[Opening Passage provided section]

Companies Bill Provides Temporary Measures For Holding Electronic Company Meetings

Posted on 21 July 2020 by Conor Sweeney
Companies Bill

The General Scheme of the Companies and Industrial and Provident Societies (Covid-19) (Amendment) Bill 2020 was published outlining the proposed emergency measures for companies and Industrial and Provident societies dealing with COVID-19 issues.

The proposals are to help companies hold electronic meetings while complying with the COVID-19 social distancing guidelines issued by the Government.

Timeframe for the Measures

The proposed measures are to last for the interim period expiring on 31 December 2020 and there is also a provision for the “potential extension of interim period” to no later than 20 June 2021.  We will provide an update on the progress and passing of the Bill.

[Closing Passage provided section]

## Directions
Continue the article on the Companies Bill's temporary measures for electronic company meetings, picking up after its final sentence.

[Opening Dataset extract section]

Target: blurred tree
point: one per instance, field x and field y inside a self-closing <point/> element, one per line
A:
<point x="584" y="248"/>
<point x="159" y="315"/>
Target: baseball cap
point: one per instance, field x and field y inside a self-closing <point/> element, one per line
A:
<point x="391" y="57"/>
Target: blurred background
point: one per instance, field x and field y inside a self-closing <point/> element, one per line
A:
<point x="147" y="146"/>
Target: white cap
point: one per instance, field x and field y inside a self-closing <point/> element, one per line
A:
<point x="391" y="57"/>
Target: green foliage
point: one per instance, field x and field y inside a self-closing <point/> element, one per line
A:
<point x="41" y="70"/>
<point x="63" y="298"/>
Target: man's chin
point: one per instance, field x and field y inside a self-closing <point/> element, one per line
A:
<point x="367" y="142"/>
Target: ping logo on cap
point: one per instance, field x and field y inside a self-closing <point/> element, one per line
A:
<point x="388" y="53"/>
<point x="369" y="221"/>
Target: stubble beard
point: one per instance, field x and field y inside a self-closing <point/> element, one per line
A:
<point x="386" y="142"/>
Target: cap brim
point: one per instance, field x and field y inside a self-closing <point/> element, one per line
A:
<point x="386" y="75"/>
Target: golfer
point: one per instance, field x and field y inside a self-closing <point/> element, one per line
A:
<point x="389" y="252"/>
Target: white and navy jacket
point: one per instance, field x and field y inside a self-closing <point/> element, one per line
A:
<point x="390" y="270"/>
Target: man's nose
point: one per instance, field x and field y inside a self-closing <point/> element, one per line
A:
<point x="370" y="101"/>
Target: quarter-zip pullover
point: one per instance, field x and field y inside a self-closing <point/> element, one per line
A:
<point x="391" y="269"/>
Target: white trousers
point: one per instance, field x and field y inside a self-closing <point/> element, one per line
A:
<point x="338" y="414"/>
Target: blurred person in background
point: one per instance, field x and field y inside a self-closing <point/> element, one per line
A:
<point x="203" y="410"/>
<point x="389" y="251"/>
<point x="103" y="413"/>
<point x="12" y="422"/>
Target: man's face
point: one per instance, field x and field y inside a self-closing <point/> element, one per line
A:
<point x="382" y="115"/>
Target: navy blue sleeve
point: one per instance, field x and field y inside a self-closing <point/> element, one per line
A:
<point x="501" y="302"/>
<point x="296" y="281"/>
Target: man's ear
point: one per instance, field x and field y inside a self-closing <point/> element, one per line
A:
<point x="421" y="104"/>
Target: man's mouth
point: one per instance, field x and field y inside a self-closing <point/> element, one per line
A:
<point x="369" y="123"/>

[Closing Dataset extract section]

## Task result
Key measures

  • Documents under seal to be executed in different counterparts
  • Companies and Industrial and Provident Societies will have until 31 December 2020 to hold an AGM
  • Enable companies to hold general meetings by electronic means notwithstanding the provisions in the company constitution
  • Changes to general meetings regulations
    • Notice of the meeting to include details of the electronic platform to be used
    • The electronic platform should enable real time transmission of the meeting and provide attendees to participate by audio and audio –visual means
    • A mechanism for casting votes, whether before, or during, the meeting
    • Other regulations regarding the notice, attendance and voting at general meetings
  • Enable companies to cancel and reschedule meetings without the need to have a formal technical meeting to adjourn
  • Enable directors to withdraw a dividend resolution or reduce the dividend proposed
  • Increase the threshold for the commencement of a winding up by the Court to €50,000
  • Facilitate the virtual holding of creditors’ meetings in voluntary liquidations, examinerships and statutory schemes of arrangements
  • Extend the maximum period of the examinership in exceptional circumstances from 100 to 150 days
  • New director’s duty to have regard to the interests of creditors as the company approaches insolvency

 

Note: The content of this article is provided for information purposes only and does not constitute legal or other advice.